My 'proposal' was thinking aloud really, considering the implications of the chain that brought us round to the idea that the reason why the excellent proposals aren't been approved is because of the nature of the reviewers. While admitting that the proposal for the designation of special funds makes a lot more sense than what I said earlier, I still wonder about this problem with the reviewers; I haven't yet heard an idea about how to address that, and yet it seems to be the real roadblock.Your proposal would involve researchers' withdrawing from the field and submitting fewer applications, which would only exacerbate the problem as characterised by the NIH. How about designating special funds to ensure a higher rate of application approval? Such affirmative action, unfortunately, has limited NIH appeal. Hence the mounting frustration.
There may perhaps be a rare lesson to be learnt from the UK experience here. The equivalent funding body in the UK is probably the MRC, which has effectively never funded any biomedical research until the £1.6m round a year or two ago (it looks like it will turn out to have been cleverly spread over three years to make a 50% cut look like a 100% increase, but put that aside for a moment).
It's never really possible to definitively say which factors were most responsible for a change like this, but the change that occurred then, from psychological research to biomedical research, is hard to dispute, and by the accounts I've heard it seems to have been largely the result of several years of work led by the MEA. That work appears to have focused on the key decision makers, and in particular (this is the relevant bit) on educating the members of the committee that makes the grant decisions; I think there were also one or two key changes to that committee which swung the balance of power.

■ ■ ■ ■ ■ ■ ■

Problem set:
**A.** In the funding comment, which body is named as the UK equivalent funding body?
**B.** Please copy the funding comment word for word, starting at "My 'proposal' was" and ending at "the mounting frustration.".

Data shown:

■ ■ ■ ■ ■ ■ ■

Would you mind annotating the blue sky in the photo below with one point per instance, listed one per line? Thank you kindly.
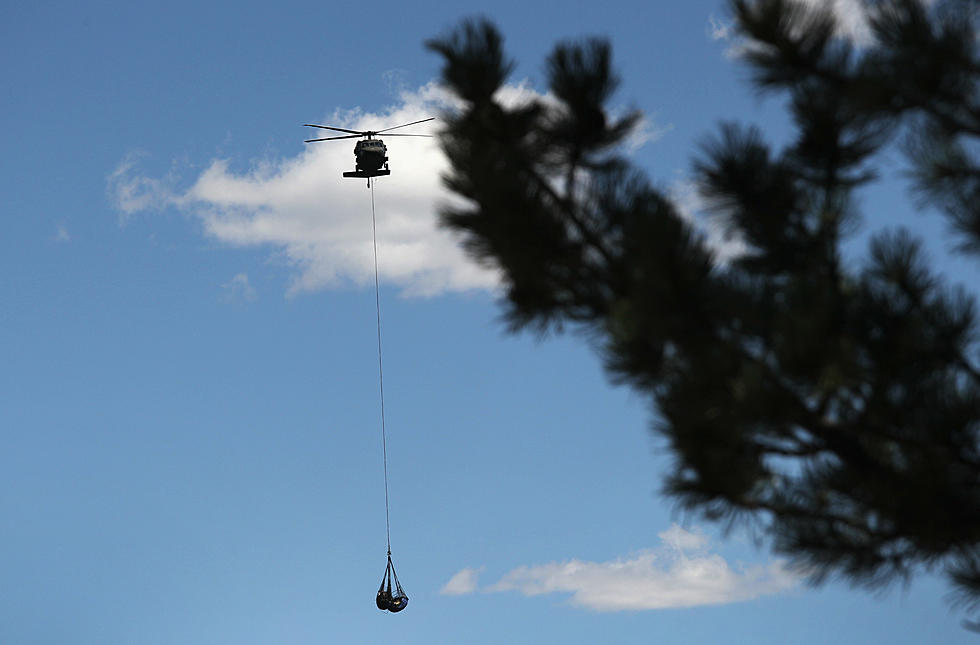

■ ■ ■ ■ ■ ■ ■

Responses by item number:
**A.** Probably the MRC.

**B.**
My 'proposal' was thinking aloud really, considering the implications of the chain that brought us round to the idea that the reason why the excellent proposals aren't been approved is because of the nature of the reviewers. While admitting that the proposal for the designation of special funds makes a lot more sense than what I said earlier, I still wonder about this problem with the reviewers; I haven't yet heard an idea about how to address that, and yet it seems to be the real roadblock.Your proposal would involve researchers' withdrawing from the field and submitting fewer applications, which would only exacerbate the problem as characterised by the NIH. How about designating special funds to ensure a higher rate of application approval? Such affirmative action, unfortunately, has limited NIH appeal. Hence the mounting frustration.